→ **Work instructions**:
Please return every line in the entries below that contains the string "cliff", treating uppercase and lowercase letters as different.

** start Data supplied **

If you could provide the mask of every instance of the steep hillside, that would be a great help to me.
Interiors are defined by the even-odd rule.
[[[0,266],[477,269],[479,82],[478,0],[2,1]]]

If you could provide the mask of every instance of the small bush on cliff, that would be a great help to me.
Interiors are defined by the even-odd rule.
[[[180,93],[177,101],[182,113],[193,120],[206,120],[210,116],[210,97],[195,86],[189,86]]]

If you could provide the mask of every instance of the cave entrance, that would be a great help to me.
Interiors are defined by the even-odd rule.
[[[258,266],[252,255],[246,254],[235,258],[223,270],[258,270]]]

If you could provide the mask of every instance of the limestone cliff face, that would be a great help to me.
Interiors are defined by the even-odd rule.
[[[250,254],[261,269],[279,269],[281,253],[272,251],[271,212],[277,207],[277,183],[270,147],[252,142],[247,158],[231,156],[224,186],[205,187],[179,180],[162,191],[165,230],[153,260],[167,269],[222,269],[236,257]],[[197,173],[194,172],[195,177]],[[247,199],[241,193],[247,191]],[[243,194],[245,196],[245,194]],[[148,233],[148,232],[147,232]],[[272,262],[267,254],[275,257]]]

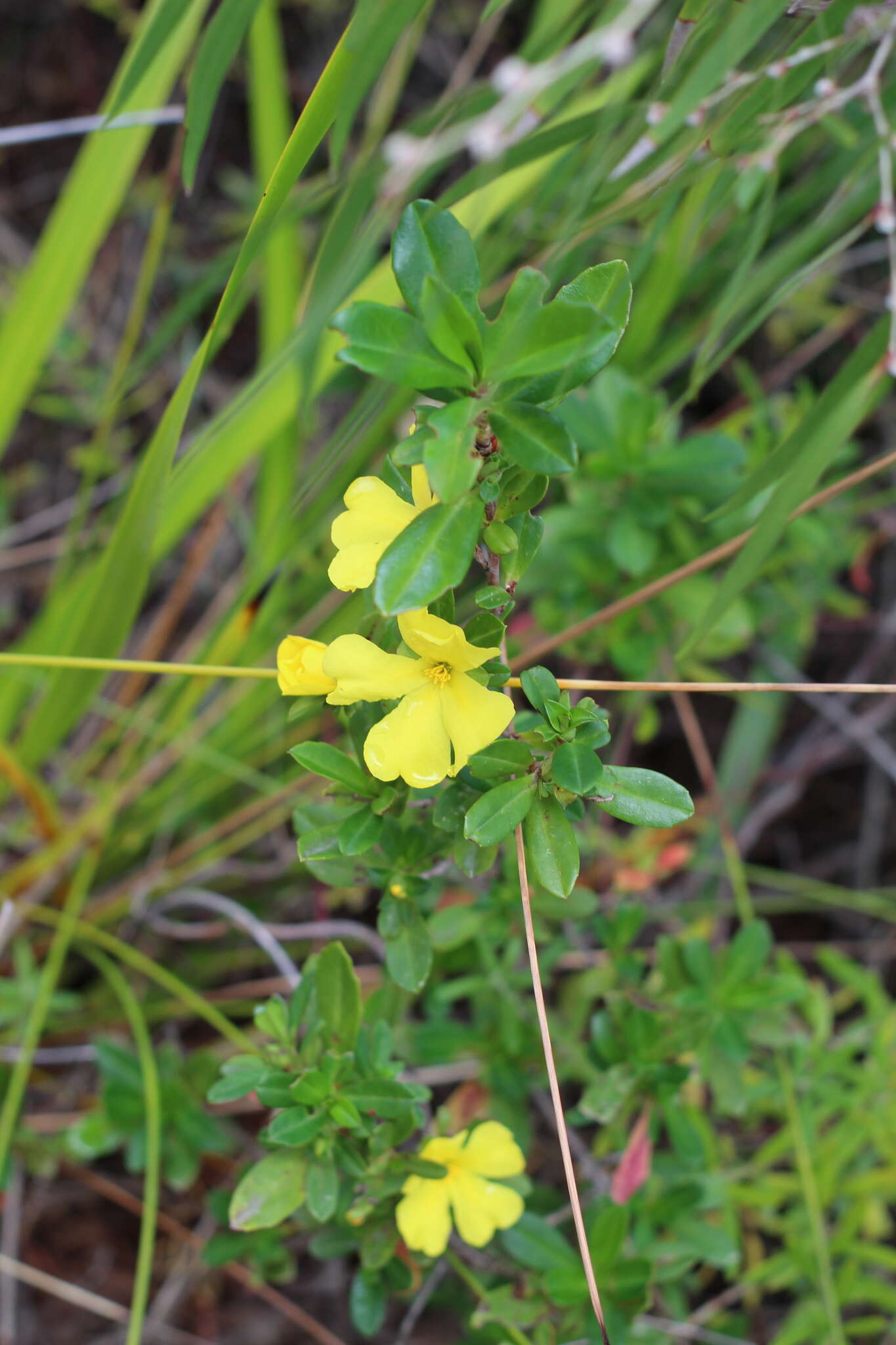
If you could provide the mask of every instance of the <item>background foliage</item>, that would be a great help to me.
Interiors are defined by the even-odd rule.
[[[290,629],[367,633],[367,599],[326,580],[329,523],[407,438],[420,383],[337,359],[332,320],[414,307],[387,253],[423,198],[474,238],[489,319],[523,266],[548,297],[618,261],[633,285],[614,362],[551,412],[555,456],[574,441],[578,464],[536,506],[510,658],[888,678],[885,460],[787,519],[892,449],[889,7],[44,0],[13,4],[8,31],[4,124],[169,100],[187,117],[0,148],[8,648],[251,666]],[[736,560],[704,566],[751,526]],[[477,585],[463,621],[488,613]],[[600,699],[607,761],[699,804],[672,833],[588,814],[568,900],[536,896],[611,1338],[892,1340],[896,709]],[[333,721],[285,703],[270,682],[0,670],[4,1255],[120,1322],[133,1305],[132,1340],[149,1303],[160,1330],[220,1341],[262,1321],[330,1345],[582,1338],[513,857],[467,834],[429,873],[437,815],[388,862],[372,851],[371,876],[351,827],[333,842],[345,796],[297,746]],[[443,799],[442,845],[470,804],[463,787]],[[387,878],[407,896],[380,896]],[[324,959],[337,1007],[310,994]],[[287,1081],[320,1064],[294,1059],[300,1025],[334,1063],[297,1102]],[[360,1158],[309,1149],[285,1189],[277,1155],[355,1124],[333,1114],[337,1073],[349,1100],[376,1083],[379,1122]],[[286,1103],[325,1114],[301,1143]],[[527,1215],[422,1268],[386,1217],[407,1170],[390,1155],[430,1116],[486,1115],[527,1153]],[[228,1228],[265,1146],[275,1227]],[[355,1223],[352,1161],[379,1210]],[[201,1259],[172,1266],[191,1236]],[[7,1271],[1,1330],[98,1330],[46,1284],[16,1306]]]

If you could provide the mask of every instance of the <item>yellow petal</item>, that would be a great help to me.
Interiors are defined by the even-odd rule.
[[[411,1182],[415,1185],[411,1186]],[[395,1223],[404,1244],[411,1251],[441,1256],[451,1233],[447,1180],[411,1177],[404,1182],[404,1190],[395,1208]]]
[[[326,697],[330,705],[394,701],[433,685],[420,660],[384,654],[361,635],[340,635],[333,640],[324,655],[324,672],[336,683]]]
[[[463,1149],[461,1163],[480,1177],[516,1177],[525,1171],[523,1150],[512,1131],[498,1120],[477,1126]]]
[[[387,535],[398,537],[416,516],[415,507],[376,476],[359,476],[343,499],[348,514],[340,514],[333,521],[332,537],[336,546],[376,542]]]
[[[333,519],[330,529],[339,554],[329,577],[334,588],[351,593],[369,588],[380,555],[418,511],[376,476],[359,476],[343,499],[347,511]]]
[[[489,691],[466,672],[455,672],[439,690],[445,728],[454,748],[449,775],[457,775],[474,752],[501,737],[513,718],[513,702],[502,691]]]
[[[373,725],[364,742],[364,761],[377,780],[400,775],[414,790],[429,790],[445,779],[451,744],[442,722],[441,697],[431,682],[406,695]]]
[[[326,695],[336,683],[322,668],[326,646],[287,635],[277,648],[277,685],[283,695]]]
[[[485,1247],[496,1228],[509,1228],[523,1213],[523,1197],[509,1186],[455,1170],[449,1181],[457,1231],[470,1247]]]
[[[466,1130],[459,1135],[435,1135],[427,1139],[420,1149],[420,1158],[429,1158],[433,1163],[455,1163],[461,1157],[461,1149],[466,1139]]]
[[[343,551],[337,551],[326,572],[333,588],[343,593],[369,588],[376,578],[376,566],[387,545],[387,542],[359,542],[357,546],[347,546]]]
[[[478,668],[480,664],[501,652],[498,648],[481,650],[476,644],[470,644],[459,625],[443,621],[441,616],[433,616],[426,608],[402,612],[398,628],[408,648],[419,654],[422,659],[429,659],[431,663],[447,663],[459,672]]]
[[[416,429],[416,426],[414,426]],[[430,504],[437,504],[438,500],[433,494],[433,487],[430,486],[430,479],[426,475],[426,468],[422,463],[416,463],[411,468],[411,495],[414,496],[414,503],[420,510],[429,508]]]

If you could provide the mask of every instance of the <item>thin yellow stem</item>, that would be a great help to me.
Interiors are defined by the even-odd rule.
[[[588,1284],[588,1297],[591,1298],[594,1315],[598,1318],[598,1326],[600,1328],[603,1345],[610,1345],[607,1328],[603,1323],[603,1307],[600,1306],[600,1294],[598,1291],[598,1282],[594,1278],[594,1266],[591,1264],[591,1251],[588,1250],[588,1235],[584,1231],[584,1219],[582,1216],[579,1189],[575,1181],[575,1167],[572,1166],[572,1153],[570,1151],[570,1137],[567,1135],[566,1116],[563,1115],[563,1099],[560,1098],[560,1083],[557,1080],[556,1065],[553,1064],[553,1046],[551,1045],[551,1029],[548,1028],[548,1010],[544,1003],[544,991],[541,989],[541,972],[539,971],[539,950],[535,942],[535,928],[532,925],[532,902],[529,900],[529,878],[525,869],[525,845],[523,842],[521,826],[516,829],[516,859],[520,870],[520,900],[523,902],[523,924],[525,925],[525,944],[529,951],[529,970],[532,972],[535,1009],[539,1017],[539,1030],[541,1033],[541,1049],[544,1052],[544,1064],[548,1071],[548,1083],[551,1085],[551,1102],[553,1103],[553,1119],[557,1127],[557,1139],[560,1141],[563,1171],[566,1173],[567,1190],[570,1192],[570,1204],[572,1205],[572,1223],[575,1224],[575,1236],[579,1243],[579,1255],[582,1256],[582,1266],[584,1270],[584,1278]]]
[[[94,659],[69,654],[0,654],[0,667],[89,668],[98,672],[150,672],[177,677],[254,677],[273,679],[277,668],[234,667],[227,663],[167,663],[148,659]],[[505,686],[523,686],[519,677]],[[795,691],[807,695],[892,695],[893,682],[623,682],[613,678],[562,677],[557,686],[567,691]]]
[[[157,663],[146,659],[90,659],[69,654],[0,654],[0,666],[3,664],[23,668],[94,668],[99,672],[176,672],[183,677],[277,677],[277,668],[238,668],[223,663]]]

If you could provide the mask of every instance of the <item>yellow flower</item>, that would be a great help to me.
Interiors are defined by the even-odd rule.
[[[523,1213],[523,1197],[492,1177],[516,1177],[525,1159],[513,1135],[497,1120],[486,1120],[473,1134],[430,1139],[420,1158],[442,1163],[446,1177],[408,1177],[395,1210],[398,1231],[407,1247],[439,1256],[457,1231],[470,1247],[485,1247],[497,1228],[509,1228]]]
[[[336,686],[322,668],[326,646],[287,635],[277,648],[277,685],[283,695],[326,695]]]
[[[498,648],[470,644],[459,625],[426,611],[403,612],[398,624],[418,658],[384,654],[360,635],[340,635],[324,655],[324,672],[336,682],[326,699],[353,705],[400,697],[367,734],[364,760],[377,780],[400,775],[415,790],[426,790],[457,775],[474,752],[500,737],[513,705],[467,677]]]
[[[352,482],[343,496],[345,512],[336,515],[330,531],[336,555],[328,574],[333,588],[344,593],[369,588],[390,542],[418,514],[437,503],[423,465],[411,468],[411,492],[414,503],[408,504],[376,476],[359,476]]]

** end Data supplied **

→ **The result**:
If you could provide the mask of every instance of the small bush on cliff, that would be a great help to me.
If you could provide the mask of every instance of the limestone cliff face, that would be a great help to me.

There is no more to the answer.